Count the lines in the material that contain the string "ground" with matching case, and report only the number.

[Outline records for image regions]
══════

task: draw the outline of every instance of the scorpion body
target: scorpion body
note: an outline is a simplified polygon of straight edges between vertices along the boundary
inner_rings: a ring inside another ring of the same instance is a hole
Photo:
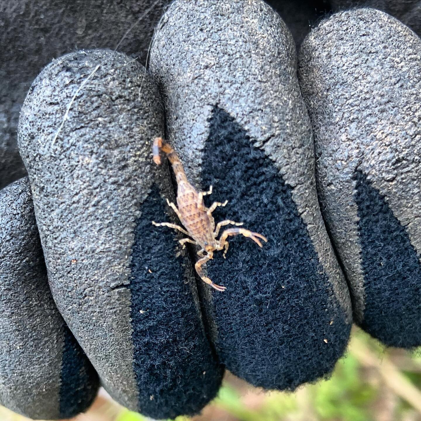
[[[259,239],[267,242],[263,235],[256,232],[252,232],[243,228],[229,228],[226,229],[221,234],[219,240],[217,237],[221,227],[225,225],[242,225],[242,222],[236,222],[228,219],[218,222],[215,226],[215,221],[212,213],[218,206],[224,206],[228,203],[226,200],[224,203],[215,202],[210,208],[206,208],[203,203],[203,197],[212,193],[212,186],[208,192],[198,192],[189,182],[184,172],[183,165],[180,158],[174,149],[168,143],[163,142],[161,138],[157,138],[153,147],[153,159],[157,165],[161,163],[160,151],[162,151],[168,157],[168,160],[172,165],[177,184],[177,204],[171,203],[167,199],[168,205],[171,206],[177,214],[181,223],[185,227],[169,222],[157,223],[152,221],[152,223],[157,226],[165,226],[181,231],[188,236],[188,237],[179,240],[179,242],[183,248],[186,242],[198,245],[202,248],[197,252],[200,258],[196,262],[195,268],[200,278],[207,284],[210,285],[218,291],[224,291],[225,287],[217,285],[206,276],[203,273],[202,266],[208,260],[213,258],[213,252],[216,250],[224,249],[224,257],[228,249],[229,243],[226,239],[228,237],[241,234],[249,237],[258,245],[262,247]]]

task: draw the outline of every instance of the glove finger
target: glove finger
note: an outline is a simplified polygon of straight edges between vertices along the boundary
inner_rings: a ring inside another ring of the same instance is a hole
[[[17,144],[19,113],[28,87],[43,67],[75,45],[109,48],[122,40],[120,49],[144,63],[154,27],[168,3],[168,0],[0,2],[0,26],[4,28],[0,32],[2,60],[7,66],[0,84],[0,189],[26,173]]]
[[[172,190],[152,167],[163,121],[140,65],[81,51],[37,77],[19,134],[58,307],[111,395],[159,418],[197,412],[222,374],[188,261],[152,224]]]
[[[318,207],[290,34],[261,1],[176,1],[150,63],[188,177],[198,190],[213,185],[209,203],[228,200],[216,220],[243,222],[268,240],[260,249],[232,238],[226,260],[216,253],[208,262],[227,288],[203,286],[221,361],[270,389],[325,374],[346,345],[350,303]]]
[[[389,0],[330,0],[335,11],[352,7],[370,8],[378,9],[394,16],[402,23],[409,27],[418,35],[421,35],[421,2],[420,0],[406,1],[390,1]]]
[[[356,321],[421,344],[421,40],[372,9],[338,13],[301,50],[320,200]]]
[[[96,373],[48,288],[27,177],[0,192],[0,403],[37,419],[85,410]]]

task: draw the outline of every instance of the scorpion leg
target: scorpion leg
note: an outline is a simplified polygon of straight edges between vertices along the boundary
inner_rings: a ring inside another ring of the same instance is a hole
[[[167,199],[167,203],[168,203],[169,206],[173,208],[173,210],[177,214],[177,216],[179,217],[179,219],[181,221],[181,214],[180,213],[180,211],[177,208],[177,206],[172,202],[170,202],[168,199]]]
[[[244,228],[230,228],[229,229],[226,229],[221,235],[221,238],[219,239],[219,244],[222,244],[223,245],[221,247],[219,250],[222,249],[224,245],[226,242],[226,240],[227,237],[238,235],[238,234],[241,234],[242,235],[244,235],[244,237],[249,237],[255,242],[258,244],[261,247],[263,247],[263,246],[259,241],[259,238],[261,238],[264,241],[267,242],[267,240],[266,237],[264,237],[261,234],[258,234],[257,232],[252,232],[251,231],[249,231],[248,229],[245,229]]]
[[[224,258],[226,258],[226,252],[228,251],[228,247],[229,247],[229,243],[228,241],[226,241],[224,243],[224,248],[225,250],[224,250],[224,254],[222,255],[222,257]]]
[[[243,222],[236,222],[234,221],[230,221],[229,219],[226,219],[225,221],[221,221],[220,222],[218,222],[216,225],[216,229],[215,230],[215,232],[213,233],[213,235],[216,237],[218,235],[219,232],[219,230],[221,229],[221,226],[223,226],[224,225],[228,225],[231,224],[232,225],[237,225],[237,226],[239,226],[240,225],[242,225],[244,223]]]
[[[186,242],[190,242],[192,244],[194,244],[195,245],[197,245],[197,243],[194,240],[192,240],[191,238],[183,238],[182,240],[179,240],[179,242],[180,243],[181,245],[183,246],[183,248],[186,248],[186,245],[184,243]]]
[[[197,195],[197,207],[201,210],[207,211],[208,209],[203,204],[203,196],[212,194],[212,186],[209,186],[209,189],[207,192],[200,192]]]
[[[181,231],[184,234],[186,235],[189,235],[190,234],[182,227],[179,225],[176,225],[175,224],[171,224],[170,222],[160,222],[159,224],[155,222],[155,221],[152,221],[152,224],[155,226],[168,226],[170,228],[173,228],[174,229],[178,229],[179,231]]]
[[[226,206],[226,204],[228,203],[228,200],[225,200],[223,203],[221,203],[220,202],[214,202],[211,205],[210,207],[208,210],[208,214],[209,215],[209,213],[211,213],[216,208],[217,206]]]
[[[198,260],[196,262],[196,264],[195,265],[195,269],[196,269],[196,271],[197,272],[197,274],[199,275],[200,277],[200,279],[204,282],[210,285],[212,288],[216,290],[217,291],[221,291],[222,292],[225,290],[226,289],[226,288],[225,287],[221,286],[219,285],[217,285],[216,284],[214,284],[207,276],[205,275],[205,274],[203,273],[203,270],[202,269],[202,265],[203,264],[204,264],[208,260],[213,258],[213,254],[210,253],[202,257],[201,259]]]

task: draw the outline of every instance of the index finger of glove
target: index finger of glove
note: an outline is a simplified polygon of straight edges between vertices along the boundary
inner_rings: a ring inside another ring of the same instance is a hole
[[[227,288],[203,291],[222,362],[271,389],[329,372],[348,340],[350,303],[318,207],[284,23],[263,2],[176,1],[157,27],[150,67],[190,181],[228,200],[216,220],[244,222],[268,240],[260,249],[233,239],[226,260],[218,253],[208,263]]]

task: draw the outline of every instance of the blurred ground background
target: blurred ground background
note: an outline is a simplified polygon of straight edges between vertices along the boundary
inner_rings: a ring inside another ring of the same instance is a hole
[[[0,407],[1,421],[28,418]],[[294,393],[264,392],[228,374],[200,415],[176,421],[421,421],[421,348],[386,349],[354,328],[331,376]],[[103,390],[72,421],[150,421]]]

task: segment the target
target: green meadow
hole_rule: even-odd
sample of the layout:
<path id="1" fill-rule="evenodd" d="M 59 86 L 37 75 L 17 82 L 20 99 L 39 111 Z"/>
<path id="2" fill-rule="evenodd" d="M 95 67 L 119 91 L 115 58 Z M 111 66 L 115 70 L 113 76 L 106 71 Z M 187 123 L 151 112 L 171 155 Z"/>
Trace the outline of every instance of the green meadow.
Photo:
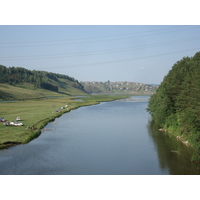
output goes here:
<path id="1" fill-rule="evenodd" d="M 4 117 L 8 121 L 16 121 L 17 117 L 21 117 L 24 124 L 24 126 L 15 127 L 4 126 L 0 122 L 0 148 L 28 143 L 41 134 L 41 129 L 48 122 L 54 121 L 55 118 L 72 109 L 126 97 L 127 95 L 86 95 L 78 97 L 83 101 L 75 101 L 74 99 L 77 99 L 77 97 L 65 96 L 0 103 L 0 117 Z M 68 106 L 65 109 L 56 112 L 58 108 L 66 105 Z"/>

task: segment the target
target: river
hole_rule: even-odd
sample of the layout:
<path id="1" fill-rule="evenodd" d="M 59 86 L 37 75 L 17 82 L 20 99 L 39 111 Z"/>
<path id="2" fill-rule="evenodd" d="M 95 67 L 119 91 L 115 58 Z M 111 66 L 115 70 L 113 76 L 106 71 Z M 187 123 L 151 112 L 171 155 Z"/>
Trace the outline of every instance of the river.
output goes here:
<path id="1" fill-rule="evenodd" d="M 0 151 L 0 174 L 200 174 L 192 149 L 159 132 L 146 112 L 148 98 L 137 98 L 62 115 L 30 143 Z"/>

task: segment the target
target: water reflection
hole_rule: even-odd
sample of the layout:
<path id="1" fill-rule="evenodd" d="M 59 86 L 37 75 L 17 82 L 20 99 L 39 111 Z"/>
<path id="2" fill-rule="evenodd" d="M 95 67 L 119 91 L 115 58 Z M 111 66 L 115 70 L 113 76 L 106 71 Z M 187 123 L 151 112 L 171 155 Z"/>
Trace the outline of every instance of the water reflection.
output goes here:
<path id="1" fill-rule="evenodd" d="M 200 174 L 198 163 L 191 162 L 193 149 L 178 141 L 175 136 L 160 132 L 153 120 L 148 123 L 148 133 L 152 138 L 160 168 L 168 169 L 171 175 Z"/>

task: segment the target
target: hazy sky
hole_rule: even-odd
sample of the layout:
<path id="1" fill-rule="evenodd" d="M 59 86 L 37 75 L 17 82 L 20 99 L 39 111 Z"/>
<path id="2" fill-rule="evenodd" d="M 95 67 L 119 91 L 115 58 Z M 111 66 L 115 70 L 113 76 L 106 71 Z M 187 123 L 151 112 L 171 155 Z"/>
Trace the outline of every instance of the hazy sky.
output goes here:
<path id="1" fill-rule="evenodd" d="M 0 64 L 66 74 L 79 81 L 159 84 L 200 51 L 200 26 L 0 26 Z"/>

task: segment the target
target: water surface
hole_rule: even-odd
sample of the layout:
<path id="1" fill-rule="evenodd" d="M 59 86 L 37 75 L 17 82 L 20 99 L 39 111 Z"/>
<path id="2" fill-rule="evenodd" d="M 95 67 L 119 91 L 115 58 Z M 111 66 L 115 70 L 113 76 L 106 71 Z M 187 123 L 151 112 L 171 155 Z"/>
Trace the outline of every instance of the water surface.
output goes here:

══════

ANSWER TO THE TASK
2